Start of SUPPLIED ENTRIES
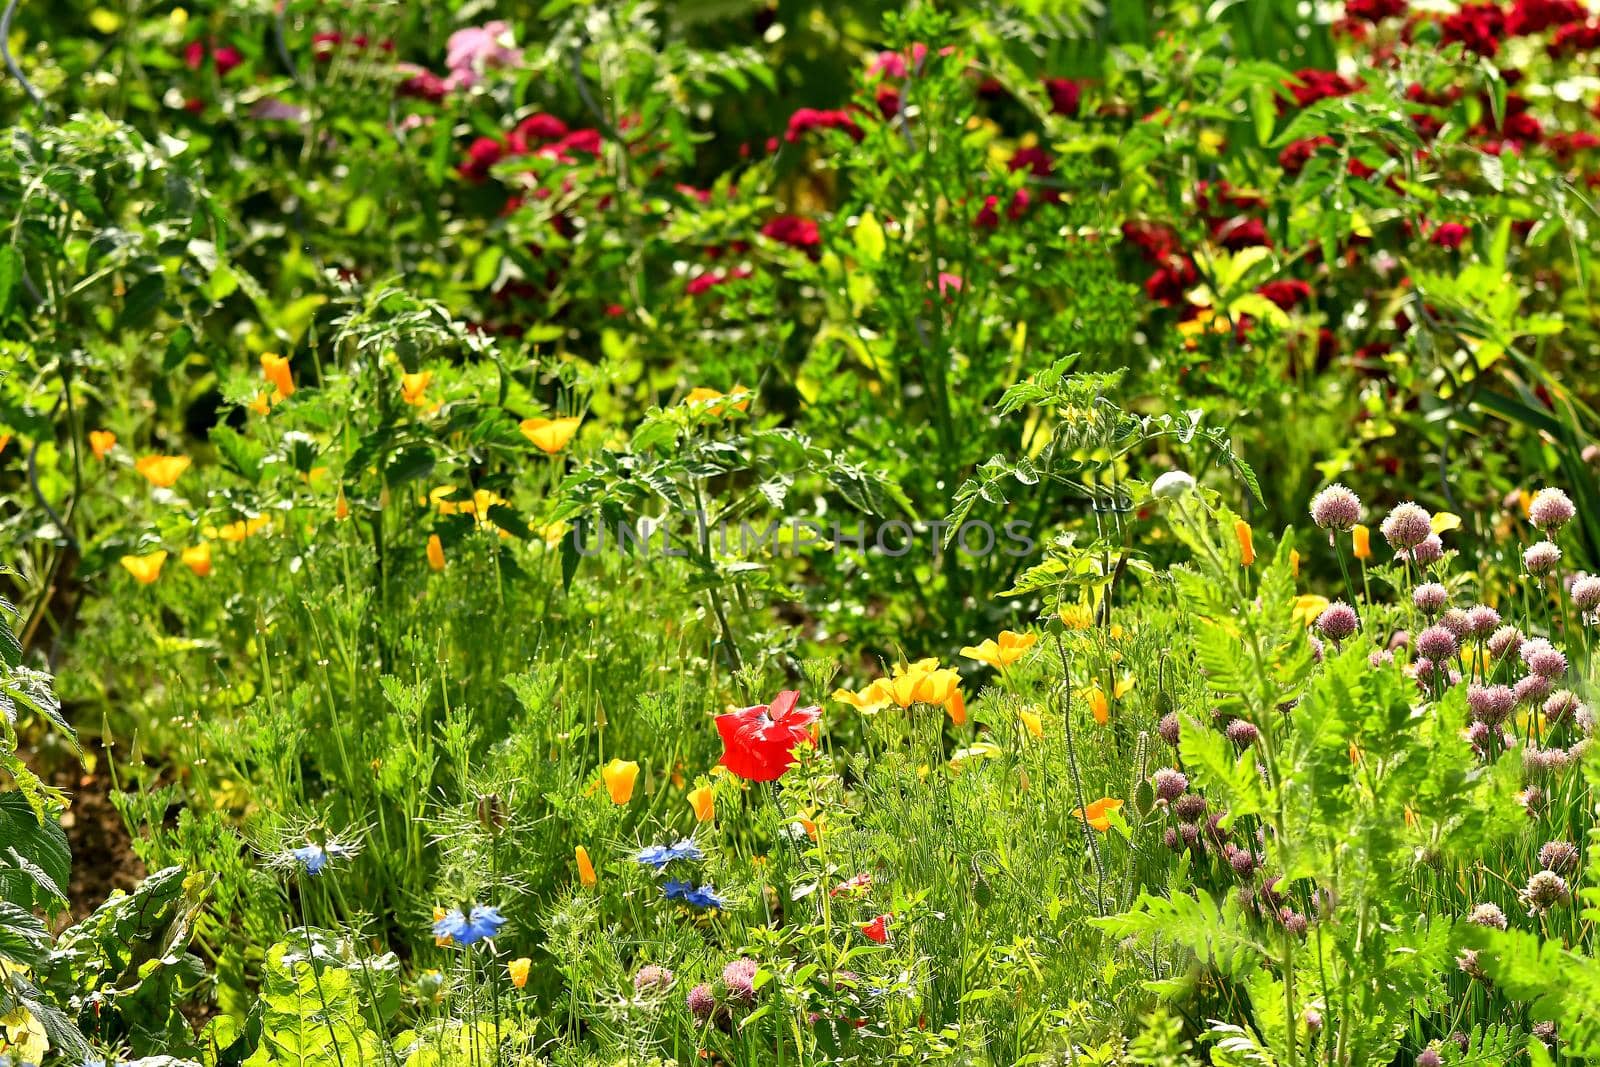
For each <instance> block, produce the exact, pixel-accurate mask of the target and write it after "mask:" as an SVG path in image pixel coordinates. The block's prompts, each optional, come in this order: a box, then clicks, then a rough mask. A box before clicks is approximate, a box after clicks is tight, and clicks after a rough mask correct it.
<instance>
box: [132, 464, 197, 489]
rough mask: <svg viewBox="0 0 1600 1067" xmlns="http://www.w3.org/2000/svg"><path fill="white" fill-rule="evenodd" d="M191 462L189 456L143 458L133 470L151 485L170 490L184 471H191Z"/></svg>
mask: <svg viewBox="0 0 1600 1067" xmlns="http://www.w3.org/2000/svg"><path fill="white" fill-rule="evenodd" d="M190 462H192V461H190V459H189V456H141V458H139V459H138V461H136V462H134V464H133V469H134V470H138V472H139V474H142V475H144V477H146V480H147V482H149V483H150V485H157V486H160V488H163V490H170V488H173V485H174V483H176V482H178V478H181V477H182V474H184V470H189V464H190Z"/></svg>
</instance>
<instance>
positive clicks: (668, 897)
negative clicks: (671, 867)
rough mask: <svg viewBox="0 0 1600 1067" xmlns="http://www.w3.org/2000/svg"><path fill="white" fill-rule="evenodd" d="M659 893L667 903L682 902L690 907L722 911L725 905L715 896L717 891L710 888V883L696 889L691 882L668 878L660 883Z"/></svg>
mask: <svg viewBox="0 0 1600 1067" xmlns="http://www.w3.org/2000/svg"><path fill="white" fill-rule="evenodd" d="M661 893H662V894H664V896H666V897H667V899H669V901H683V902H685V904H688V905H691V907H702V909H712V910H722V909H723V907H725V904H726V902H725V901H723V899H722V897H720V896H717V891H715V889H712V888H710V883H707V885H702V886H699V888H696V886H694V883H693V881H680V880H677V878H670V880H667V881H662V883H661Z"/></svg>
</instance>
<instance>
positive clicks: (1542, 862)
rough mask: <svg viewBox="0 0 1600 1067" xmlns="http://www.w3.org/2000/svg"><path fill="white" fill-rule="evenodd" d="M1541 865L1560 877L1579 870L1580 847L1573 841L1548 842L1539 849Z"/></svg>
mask: <svg viewBox="0 0 1600 1067" xmlns="http://www.w3.org/2000/svg"><path fill="white" fill-rule="evenodd" d="M1539 865H1541V867H1544V869H1546V870H1554V872H1555V873H1558V875H1570V873H1571V872H1574V870H1578V846H1576V845H1573V843H1571V841H1546V843H1544V846H1542V848H1539Z"/></svg>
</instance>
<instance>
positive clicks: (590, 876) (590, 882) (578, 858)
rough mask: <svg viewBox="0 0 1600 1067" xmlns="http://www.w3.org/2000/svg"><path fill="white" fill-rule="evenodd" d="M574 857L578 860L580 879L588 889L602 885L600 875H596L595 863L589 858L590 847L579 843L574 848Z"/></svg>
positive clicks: (579, 880) (573, 853) (579, 876)
mask: <svg viewBox="0 0 1600 1067" xmlns="http://www.w3.org/2000/svg"><path fill="white" fill-rule="evenodd" d="M573 859H576V861H578V881H581V883H582V886H584V888H586V889H594V888H595V886H597V885H600V877H598V875H595V865H594V862H590V859H589V849H587V848H584V846H582V845H579V846H578V848H574V849H573Z"/></svg>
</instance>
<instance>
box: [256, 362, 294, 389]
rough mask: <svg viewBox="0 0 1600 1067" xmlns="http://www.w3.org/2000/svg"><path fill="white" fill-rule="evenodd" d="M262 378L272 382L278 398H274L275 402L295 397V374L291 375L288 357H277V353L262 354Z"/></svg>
mask: <svg viewBox="0 0 1600 1067" xmlns="http://www.w3.org/2000/svg"><path fill="white" fill-rule="evenodd" d="M261 376H262V378H266V379H267V381H269V382H272V389H275V390H277V397H274V400H282V398H283V397H293V395H294V374H293V373H290V362H288V358H286V357H282V355H277V354H275V352H262V354H261Z"/></svg>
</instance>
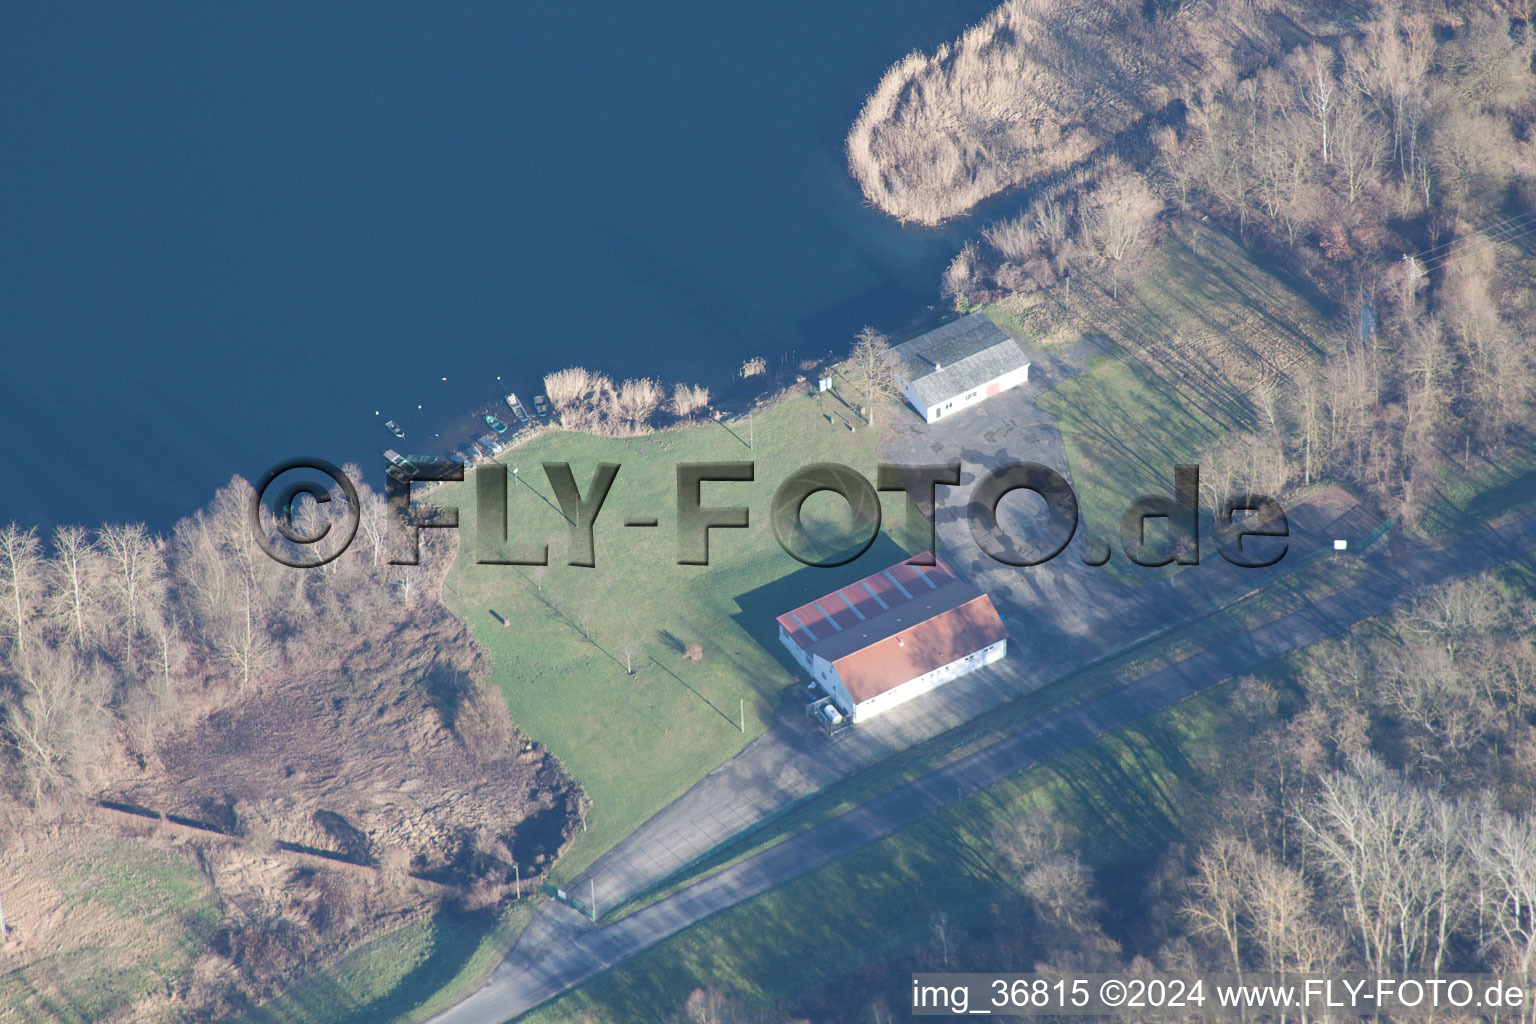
End of SUPPLIED ENTRIES
WORK INSTRUCTIONS =
Please print exactly the lines from the line containing "857L578 860L580 879L588" through the end of the records above, both included, leaving out every picture.

RESULT FOR THIS EXERCISE =
rough mask: <svg viewBox="0 0 1600 1067" xmlns="http://www.w3.org/2000/svg"><path fill="white" fill-rule="evenodd" d="M574 857L578 860L580 879L588 889L602 885L600 875H596L595 863L589 858L590 847L579 843L574 848Z"/></svg>
positive clicks: (579, 880) (573, 853) (579, 876)
mask: <svg viewBox="0 0 1600 1067" xmlns="http://www.w3.org/2000/svg"><path fill="white" fill-rule="evenodd" d="M573 859H576V861H578V881H581V883H582V886H584V888H586V889H594V888H595V886H597V885H600V877H598V875H595V865H594V862H590V859H589V849H587V848H584V846H582V845H579V846H578V848H574V849H573Z"/></svg>
</instance>
<instance>
box: [256, 362, 294, 389]
rough mask: <svg viewBox="0 0 1600 1067" xmlns="http://www.w3.org/2000/svg"><path fill="white" fill-rule="evenodd" d="M262 378L272 382L278 398H274L275 402L295 397V374L291 375L288 357H277V353L262 354Z"/></svg>
mask: <svg viewBox="0 0 1600 1067" xmlns="http://www.w3.org/2000/svg"><path fill="white" fill-rule="evenodd" d="M261 376H262V378H266V379H267V381H269V382H272V389H275V390H277V397H274V400H282V398H283V397H293V395H294V374H293V373H290V362H288V358H286V357H282V355H277V354H275V352H262V354H261Z"/></svg>
</instance>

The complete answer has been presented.